**WHAT THE EXERCISE ASKS:** Can you give back the lines from the start through the line containing "column 31, row 486", with "dry grass" replaced by "withered grass" and nothing else changed? Leave the pictures out of your answer.

**STORED RECORDS:**

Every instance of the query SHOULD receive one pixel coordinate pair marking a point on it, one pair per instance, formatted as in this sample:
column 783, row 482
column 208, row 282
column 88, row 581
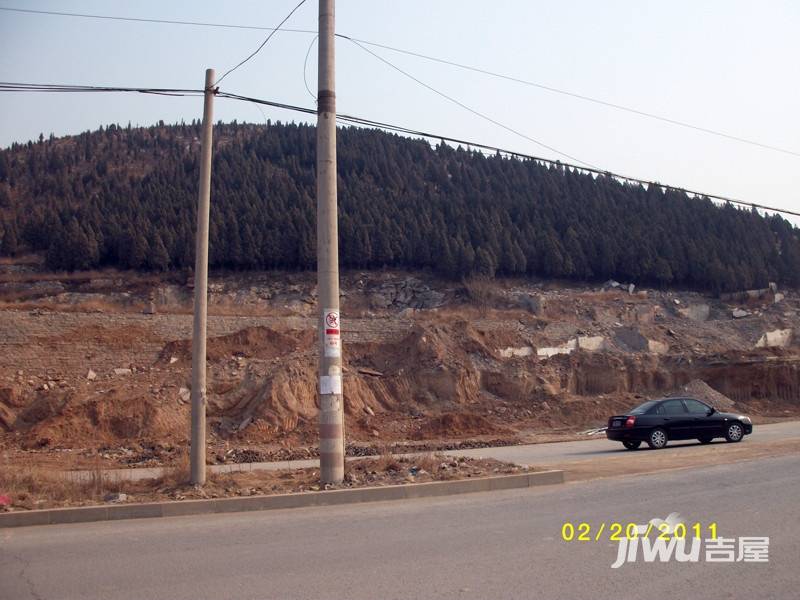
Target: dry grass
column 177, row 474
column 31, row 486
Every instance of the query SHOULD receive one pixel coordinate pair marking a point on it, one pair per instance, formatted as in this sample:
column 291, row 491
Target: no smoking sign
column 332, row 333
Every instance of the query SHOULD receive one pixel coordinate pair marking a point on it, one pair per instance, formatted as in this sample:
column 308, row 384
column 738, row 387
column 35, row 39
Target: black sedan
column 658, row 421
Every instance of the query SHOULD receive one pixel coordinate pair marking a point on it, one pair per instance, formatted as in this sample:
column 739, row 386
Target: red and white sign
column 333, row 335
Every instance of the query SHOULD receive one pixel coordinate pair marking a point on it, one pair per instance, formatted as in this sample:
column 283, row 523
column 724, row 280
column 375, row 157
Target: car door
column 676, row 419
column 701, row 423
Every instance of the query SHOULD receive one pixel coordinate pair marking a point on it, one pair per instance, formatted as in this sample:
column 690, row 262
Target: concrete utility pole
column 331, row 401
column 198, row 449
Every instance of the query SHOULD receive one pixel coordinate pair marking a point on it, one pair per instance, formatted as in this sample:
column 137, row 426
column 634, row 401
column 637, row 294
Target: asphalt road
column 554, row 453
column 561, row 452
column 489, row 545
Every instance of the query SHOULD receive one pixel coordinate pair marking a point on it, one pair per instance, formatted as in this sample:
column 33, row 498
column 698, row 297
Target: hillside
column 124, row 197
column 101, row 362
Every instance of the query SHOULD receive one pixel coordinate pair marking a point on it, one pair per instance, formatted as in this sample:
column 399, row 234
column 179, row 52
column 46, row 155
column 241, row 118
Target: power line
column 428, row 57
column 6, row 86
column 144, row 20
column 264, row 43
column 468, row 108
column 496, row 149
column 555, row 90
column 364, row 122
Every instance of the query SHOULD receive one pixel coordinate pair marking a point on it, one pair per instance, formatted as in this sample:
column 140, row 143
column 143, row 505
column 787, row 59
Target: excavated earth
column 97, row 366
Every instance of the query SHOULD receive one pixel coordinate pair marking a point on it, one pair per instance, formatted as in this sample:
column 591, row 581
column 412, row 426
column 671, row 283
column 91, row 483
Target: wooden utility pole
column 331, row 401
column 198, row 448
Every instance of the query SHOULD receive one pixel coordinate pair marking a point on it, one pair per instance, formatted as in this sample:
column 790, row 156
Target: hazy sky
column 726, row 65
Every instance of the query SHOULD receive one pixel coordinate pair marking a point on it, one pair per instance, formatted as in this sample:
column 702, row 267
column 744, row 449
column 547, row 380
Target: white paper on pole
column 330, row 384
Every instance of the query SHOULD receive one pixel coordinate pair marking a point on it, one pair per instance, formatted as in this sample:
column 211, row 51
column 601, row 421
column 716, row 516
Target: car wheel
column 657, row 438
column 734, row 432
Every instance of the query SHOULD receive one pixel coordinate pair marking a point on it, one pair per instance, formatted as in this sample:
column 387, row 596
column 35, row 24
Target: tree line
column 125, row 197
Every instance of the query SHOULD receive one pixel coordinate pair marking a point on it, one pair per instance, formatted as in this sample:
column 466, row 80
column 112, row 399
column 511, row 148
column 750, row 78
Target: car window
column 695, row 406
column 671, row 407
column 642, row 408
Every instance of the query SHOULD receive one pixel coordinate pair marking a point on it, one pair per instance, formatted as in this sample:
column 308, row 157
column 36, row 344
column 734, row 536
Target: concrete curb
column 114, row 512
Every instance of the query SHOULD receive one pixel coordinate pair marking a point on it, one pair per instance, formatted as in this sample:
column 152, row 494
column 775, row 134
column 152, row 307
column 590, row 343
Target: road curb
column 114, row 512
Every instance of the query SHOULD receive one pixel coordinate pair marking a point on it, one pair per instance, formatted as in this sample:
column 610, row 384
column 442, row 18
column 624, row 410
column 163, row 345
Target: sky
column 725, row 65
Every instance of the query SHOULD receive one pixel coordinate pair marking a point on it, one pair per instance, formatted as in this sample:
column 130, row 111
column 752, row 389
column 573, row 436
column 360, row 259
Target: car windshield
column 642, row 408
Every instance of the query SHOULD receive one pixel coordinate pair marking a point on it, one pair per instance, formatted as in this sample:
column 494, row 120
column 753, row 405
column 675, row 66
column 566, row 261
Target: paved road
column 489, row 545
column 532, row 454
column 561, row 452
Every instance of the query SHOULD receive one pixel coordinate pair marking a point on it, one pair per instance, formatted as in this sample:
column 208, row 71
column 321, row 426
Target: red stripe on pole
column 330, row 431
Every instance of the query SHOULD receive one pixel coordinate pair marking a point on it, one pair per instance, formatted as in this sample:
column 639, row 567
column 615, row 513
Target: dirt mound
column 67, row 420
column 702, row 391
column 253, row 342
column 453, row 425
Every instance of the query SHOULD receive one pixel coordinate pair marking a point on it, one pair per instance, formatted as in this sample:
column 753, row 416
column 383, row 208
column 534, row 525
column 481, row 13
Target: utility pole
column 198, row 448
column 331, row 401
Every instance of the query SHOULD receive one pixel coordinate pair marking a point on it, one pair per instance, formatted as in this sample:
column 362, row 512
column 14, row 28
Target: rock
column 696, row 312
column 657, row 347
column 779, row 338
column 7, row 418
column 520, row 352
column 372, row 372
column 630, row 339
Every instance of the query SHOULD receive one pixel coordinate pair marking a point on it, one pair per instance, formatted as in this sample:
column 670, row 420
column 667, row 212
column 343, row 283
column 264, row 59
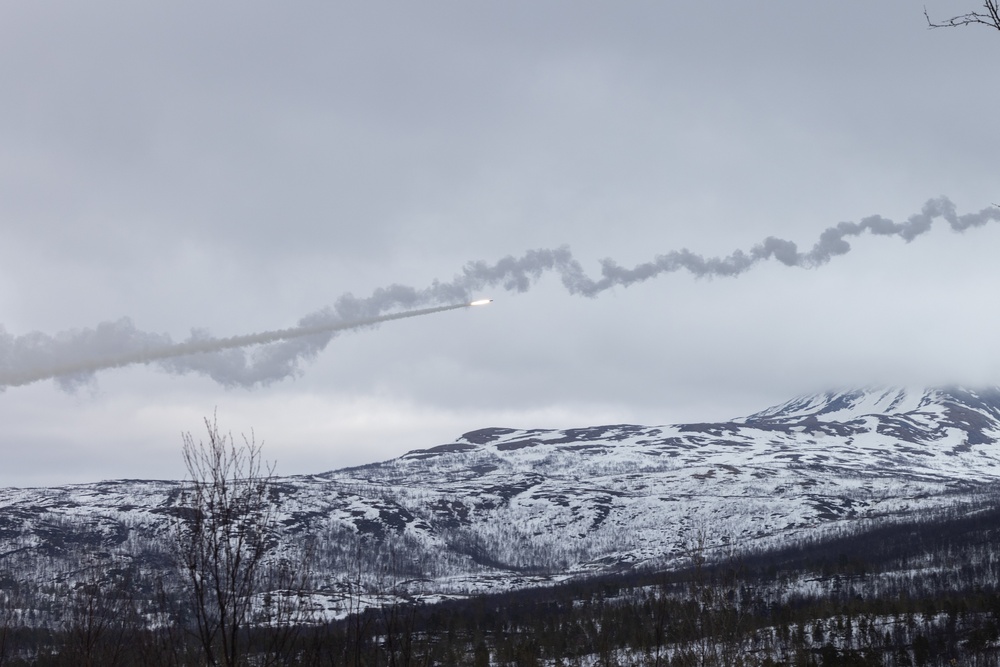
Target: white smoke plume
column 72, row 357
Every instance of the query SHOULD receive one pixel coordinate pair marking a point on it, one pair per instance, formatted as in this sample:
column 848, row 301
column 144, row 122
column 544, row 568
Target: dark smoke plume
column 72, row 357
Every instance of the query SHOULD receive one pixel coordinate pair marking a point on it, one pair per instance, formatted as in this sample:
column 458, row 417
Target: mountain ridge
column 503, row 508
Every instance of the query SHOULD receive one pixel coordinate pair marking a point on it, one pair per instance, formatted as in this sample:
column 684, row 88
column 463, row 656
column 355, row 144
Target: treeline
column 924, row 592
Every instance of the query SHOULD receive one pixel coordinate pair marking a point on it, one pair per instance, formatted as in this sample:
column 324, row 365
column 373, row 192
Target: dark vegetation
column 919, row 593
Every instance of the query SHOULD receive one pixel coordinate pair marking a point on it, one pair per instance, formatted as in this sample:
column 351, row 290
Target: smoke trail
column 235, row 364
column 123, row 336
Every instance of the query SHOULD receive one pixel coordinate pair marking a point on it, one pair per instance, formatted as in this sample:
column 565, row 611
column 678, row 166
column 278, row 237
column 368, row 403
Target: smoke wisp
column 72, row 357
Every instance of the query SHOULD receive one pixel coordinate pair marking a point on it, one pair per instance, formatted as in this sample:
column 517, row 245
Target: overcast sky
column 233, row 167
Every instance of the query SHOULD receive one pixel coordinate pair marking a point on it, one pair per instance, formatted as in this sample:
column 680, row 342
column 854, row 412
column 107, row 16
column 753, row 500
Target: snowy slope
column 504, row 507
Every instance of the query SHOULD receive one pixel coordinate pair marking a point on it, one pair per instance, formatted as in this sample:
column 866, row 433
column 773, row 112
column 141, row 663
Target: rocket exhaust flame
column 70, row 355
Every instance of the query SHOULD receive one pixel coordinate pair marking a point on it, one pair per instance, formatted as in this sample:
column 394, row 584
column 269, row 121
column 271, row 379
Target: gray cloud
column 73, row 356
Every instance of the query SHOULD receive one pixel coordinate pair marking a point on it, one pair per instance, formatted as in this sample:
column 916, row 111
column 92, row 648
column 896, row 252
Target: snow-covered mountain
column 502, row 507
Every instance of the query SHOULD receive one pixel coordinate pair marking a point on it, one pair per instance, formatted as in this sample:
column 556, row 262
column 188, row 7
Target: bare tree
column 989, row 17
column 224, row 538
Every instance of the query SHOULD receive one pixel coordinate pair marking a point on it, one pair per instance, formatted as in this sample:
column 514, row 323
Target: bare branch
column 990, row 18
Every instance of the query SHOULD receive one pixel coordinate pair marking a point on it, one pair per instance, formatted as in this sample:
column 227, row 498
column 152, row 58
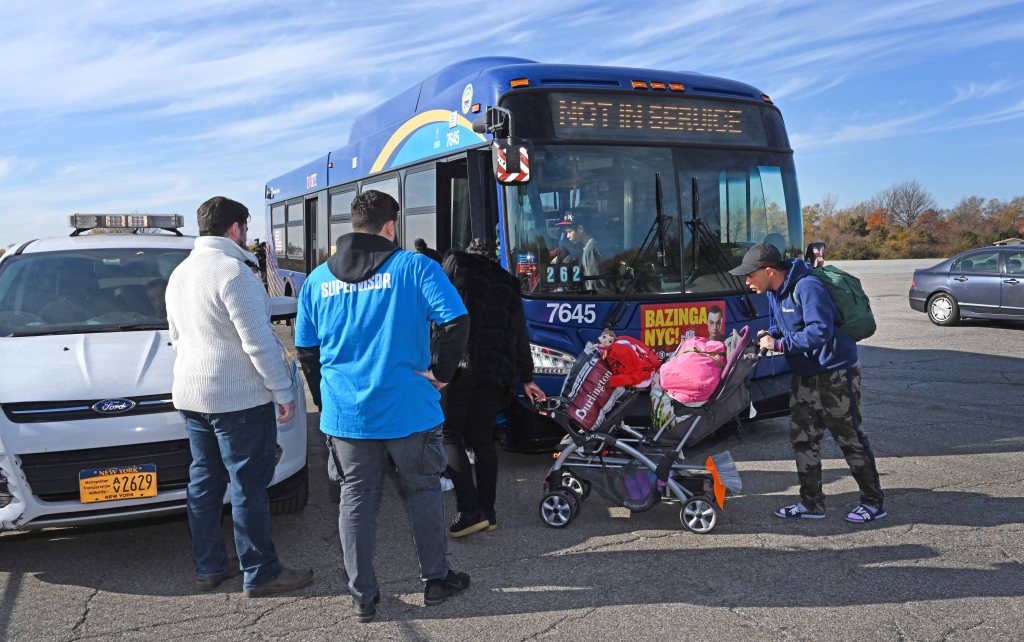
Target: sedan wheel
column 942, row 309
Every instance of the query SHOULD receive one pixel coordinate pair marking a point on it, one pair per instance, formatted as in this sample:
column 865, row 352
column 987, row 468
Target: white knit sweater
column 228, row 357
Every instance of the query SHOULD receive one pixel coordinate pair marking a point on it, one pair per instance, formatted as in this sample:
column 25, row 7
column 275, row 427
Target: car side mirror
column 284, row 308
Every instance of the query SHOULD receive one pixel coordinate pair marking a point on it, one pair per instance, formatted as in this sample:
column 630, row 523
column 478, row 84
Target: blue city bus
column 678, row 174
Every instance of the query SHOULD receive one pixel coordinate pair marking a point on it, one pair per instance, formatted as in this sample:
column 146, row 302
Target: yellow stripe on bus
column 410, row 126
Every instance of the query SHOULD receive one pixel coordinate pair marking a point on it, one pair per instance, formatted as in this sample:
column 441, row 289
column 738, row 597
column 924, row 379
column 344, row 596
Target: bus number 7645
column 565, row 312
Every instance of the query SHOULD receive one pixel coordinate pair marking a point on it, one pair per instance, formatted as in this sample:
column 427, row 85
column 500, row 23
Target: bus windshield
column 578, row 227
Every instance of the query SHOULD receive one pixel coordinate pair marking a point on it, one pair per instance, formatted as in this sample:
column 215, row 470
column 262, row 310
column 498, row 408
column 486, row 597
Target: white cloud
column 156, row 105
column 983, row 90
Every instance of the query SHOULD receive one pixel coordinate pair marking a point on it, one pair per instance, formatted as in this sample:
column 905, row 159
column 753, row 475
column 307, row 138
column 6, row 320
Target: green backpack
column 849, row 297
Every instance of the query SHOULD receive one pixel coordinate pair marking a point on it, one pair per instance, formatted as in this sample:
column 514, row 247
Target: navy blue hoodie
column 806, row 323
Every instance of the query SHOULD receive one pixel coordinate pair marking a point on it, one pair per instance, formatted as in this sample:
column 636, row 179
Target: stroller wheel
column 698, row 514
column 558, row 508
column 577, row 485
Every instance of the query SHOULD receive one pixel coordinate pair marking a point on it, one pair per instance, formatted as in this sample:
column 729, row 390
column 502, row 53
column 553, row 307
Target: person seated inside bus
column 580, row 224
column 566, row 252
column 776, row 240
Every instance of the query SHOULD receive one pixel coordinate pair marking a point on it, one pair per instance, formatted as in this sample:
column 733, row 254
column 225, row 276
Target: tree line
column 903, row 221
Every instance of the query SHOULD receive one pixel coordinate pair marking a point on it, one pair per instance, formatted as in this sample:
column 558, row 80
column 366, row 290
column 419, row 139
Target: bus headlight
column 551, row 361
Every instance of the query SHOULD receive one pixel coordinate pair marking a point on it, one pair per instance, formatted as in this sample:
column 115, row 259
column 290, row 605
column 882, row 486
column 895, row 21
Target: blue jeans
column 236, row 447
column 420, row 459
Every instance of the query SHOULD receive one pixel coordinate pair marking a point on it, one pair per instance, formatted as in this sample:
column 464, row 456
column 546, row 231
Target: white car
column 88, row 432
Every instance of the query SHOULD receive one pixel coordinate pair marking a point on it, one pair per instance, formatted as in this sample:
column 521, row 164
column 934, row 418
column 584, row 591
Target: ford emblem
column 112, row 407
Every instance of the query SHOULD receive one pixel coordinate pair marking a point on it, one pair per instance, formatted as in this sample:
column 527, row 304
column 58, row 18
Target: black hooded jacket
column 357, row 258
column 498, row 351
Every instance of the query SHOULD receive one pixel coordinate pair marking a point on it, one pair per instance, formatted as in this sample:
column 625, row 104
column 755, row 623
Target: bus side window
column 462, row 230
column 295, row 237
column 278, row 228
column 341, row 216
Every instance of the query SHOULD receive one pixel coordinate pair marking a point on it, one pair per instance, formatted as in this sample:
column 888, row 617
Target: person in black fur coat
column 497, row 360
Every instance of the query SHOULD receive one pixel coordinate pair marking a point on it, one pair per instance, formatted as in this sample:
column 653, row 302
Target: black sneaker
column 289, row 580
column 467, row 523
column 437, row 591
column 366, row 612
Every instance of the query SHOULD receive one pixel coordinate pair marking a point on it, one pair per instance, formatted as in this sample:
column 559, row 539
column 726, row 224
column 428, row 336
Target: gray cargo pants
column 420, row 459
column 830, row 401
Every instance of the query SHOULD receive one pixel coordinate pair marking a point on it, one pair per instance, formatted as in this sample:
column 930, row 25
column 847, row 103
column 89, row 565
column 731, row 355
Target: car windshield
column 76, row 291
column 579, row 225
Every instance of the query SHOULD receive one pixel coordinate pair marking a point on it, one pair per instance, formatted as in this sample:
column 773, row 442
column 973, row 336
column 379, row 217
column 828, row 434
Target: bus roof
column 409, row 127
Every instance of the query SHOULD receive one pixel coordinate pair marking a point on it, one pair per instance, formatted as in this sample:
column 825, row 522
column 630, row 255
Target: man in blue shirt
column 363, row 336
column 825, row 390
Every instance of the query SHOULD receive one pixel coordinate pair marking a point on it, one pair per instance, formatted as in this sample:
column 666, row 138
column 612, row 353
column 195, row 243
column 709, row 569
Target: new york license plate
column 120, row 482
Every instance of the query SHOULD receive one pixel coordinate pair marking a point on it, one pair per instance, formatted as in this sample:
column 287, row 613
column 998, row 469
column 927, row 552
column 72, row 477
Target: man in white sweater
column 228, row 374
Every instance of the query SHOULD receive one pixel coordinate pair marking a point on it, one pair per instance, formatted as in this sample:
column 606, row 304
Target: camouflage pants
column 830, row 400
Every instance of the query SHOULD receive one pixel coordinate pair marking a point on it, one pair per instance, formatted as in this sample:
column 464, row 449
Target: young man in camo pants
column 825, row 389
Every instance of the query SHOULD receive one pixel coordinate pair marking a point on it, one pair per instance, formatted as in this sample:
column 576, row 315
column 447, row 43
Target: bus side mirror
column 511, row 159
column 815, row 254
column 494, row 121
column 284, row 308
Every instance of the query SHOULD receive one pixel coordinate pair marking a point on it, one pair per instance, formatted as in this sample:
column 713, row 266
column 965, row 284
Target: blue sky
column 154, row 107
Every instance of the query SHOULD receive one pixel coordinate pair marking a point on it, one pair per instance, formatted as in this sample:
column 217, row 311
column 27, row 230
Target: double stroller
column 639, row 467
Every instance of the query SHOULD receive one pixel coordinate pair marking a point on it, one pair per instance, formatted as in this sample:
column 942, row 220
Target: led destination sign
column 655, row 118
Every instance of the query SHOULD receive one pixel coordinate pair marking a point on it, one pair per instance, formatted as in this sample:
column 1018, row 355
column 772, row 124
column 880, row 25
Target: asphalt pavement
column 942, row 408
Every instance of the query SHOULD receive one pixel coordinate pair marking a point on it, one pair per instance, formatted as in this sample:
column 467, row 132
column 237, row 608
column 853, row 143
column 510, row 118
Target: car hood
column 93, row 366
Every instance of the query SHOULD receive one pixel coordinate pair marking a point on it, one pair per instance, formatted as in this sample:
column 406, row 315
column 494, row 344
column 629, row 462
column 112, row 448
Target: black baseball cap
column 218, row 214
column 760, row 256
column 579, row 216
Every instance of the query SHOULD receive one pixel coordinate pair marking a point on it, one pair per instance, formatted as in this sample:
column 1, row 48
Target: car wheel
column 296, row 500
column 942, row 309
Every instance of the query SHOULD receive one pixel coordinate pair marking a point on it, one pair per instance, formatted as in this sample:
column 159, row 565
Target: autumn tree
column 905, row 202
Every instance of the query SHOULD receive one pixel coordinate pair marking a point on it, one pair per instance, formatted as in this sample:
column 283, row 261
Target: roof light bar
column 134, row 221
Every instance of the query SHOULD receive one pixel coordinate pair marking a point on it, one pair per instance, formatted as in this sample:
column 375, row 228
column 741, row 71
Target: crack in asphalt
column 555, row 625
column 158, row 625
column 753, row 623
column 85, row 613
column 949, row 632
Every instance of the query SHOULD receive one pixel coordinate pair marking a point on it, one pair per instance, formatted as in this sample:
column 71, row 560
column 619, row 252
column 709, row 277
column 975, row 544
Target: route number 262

**RIGHT ANSWER:**
Every instance of the query SHOULD receive one pixel coordinate pair marking a point on it, one pair per instance, formatted as in this sample:
column 783, row 482
column 208, row 282
column 88, row 581
Target: withered grass
column 177, row 474
column 31, row 486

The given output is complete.